▶ _REQUIRED TASKS_
a) Rewrite the Chat Model page starting with "Implementation:Hiyouga LLaMA Factory" and going on through "multiple inference backends.", putting "Conversation Model" in place of "Chat Model".
b) Decide whether each statement below agrees with the Chat Model page, answering yes or no and quoting the words from the page that settle it. (i) The backend engine is chosen according to the infer_backend configuration. (ii) Synchronous methods reach the async engine through asyncio.gather. (iii) Reward model scoring is handled by stream_chat/astream_chat.

Implementation:Hiyouga LLaMA Factory Chat Model
| Knowledge Sources | |
|---|---|
| Domains | Inference, API |
| Last Updated | 2026-02-06 19:00 GMT |
Overview
Chat Model is the primary user-facing inference class that provides a unified sync/async interface over multiple inference backends.
Description
The ChatModel class acts as a facade over the engine layer. During initialization, it parses inference arguments via get_infer_args, selects the appropriate backend engine (HuggingFace, vLLM, SGLang, or KTransformers) based on the infer_backend configuration, and starts a background asyncio event loop thread. It exposes three pairs of sync/async methods: chat/achat for batch generation, stream_chat/astream_chat for token-by-token streaming, and get_scores/aget_scores for reward model scoring. Synchronous methods use asyncio.run_coroutine_threadsafe to bridge to the async engine. The module also provides run_chat() for an interactive CLI chat loop with history management.

▶ _SUPPLIED INFORMATION_
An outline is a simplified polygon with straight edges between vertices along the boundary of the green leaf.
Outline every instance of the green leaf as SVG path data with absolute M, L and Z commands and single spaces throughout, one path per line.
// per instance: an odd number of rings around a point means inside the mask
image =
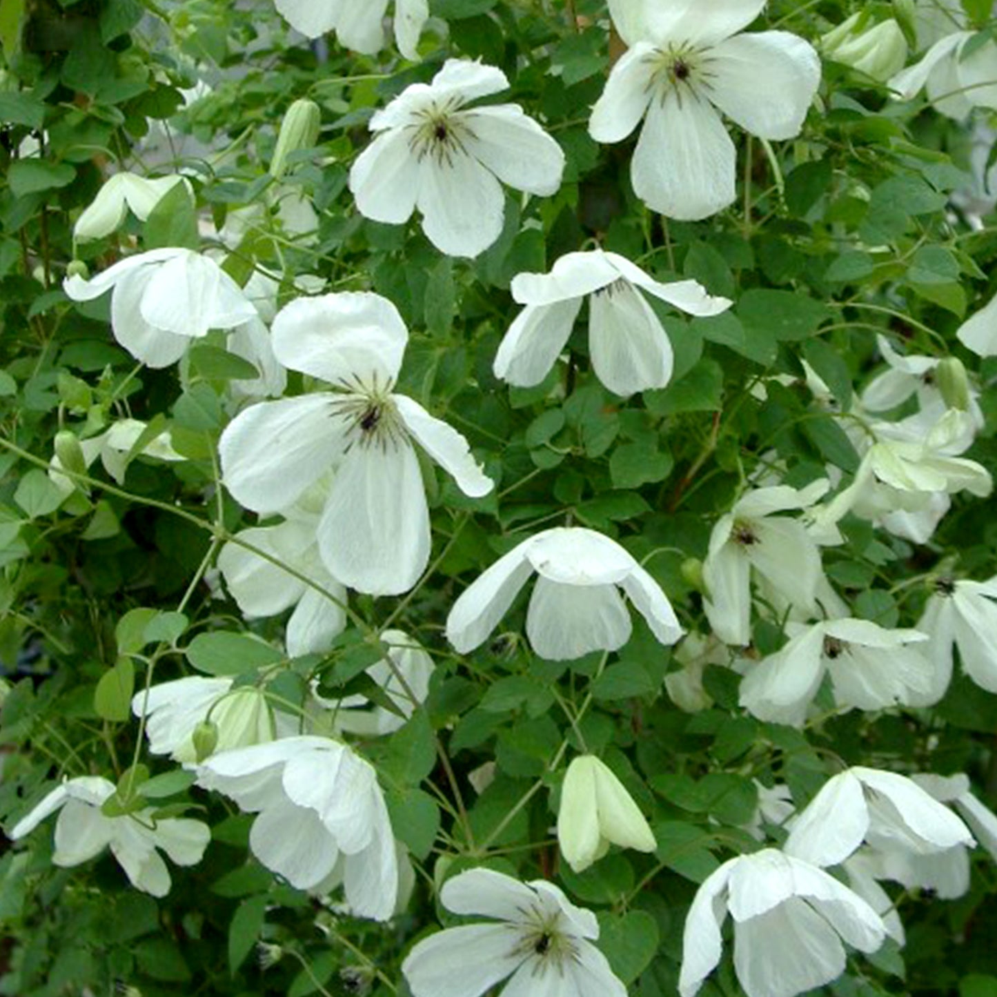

▶ _TASK SOLUTIONS_
a)
Implementation:Hiyouga LLaMA Factory Conversation Model
| Knowledge Sources | |
|---|---|
| Domains | Inference, API |
| Last Updated | 2026-02-06 19:00 GMT |
Overview
Conversation Model is the primary user-facing inference class that provides a unified sync/async interface over multiple inference backends.

b)
(i) Yes: "selects the appropriate backend engine (HuggingFace, vLLM, SGLang, or KTransformers) based on the infer_backend configuration"
(ii) No: "Synchronous methods use asyncio.run_coroutine_threadsafe to bridge to the async engine."
(iii) No: "get_scores/aget_scores for reward model scoring"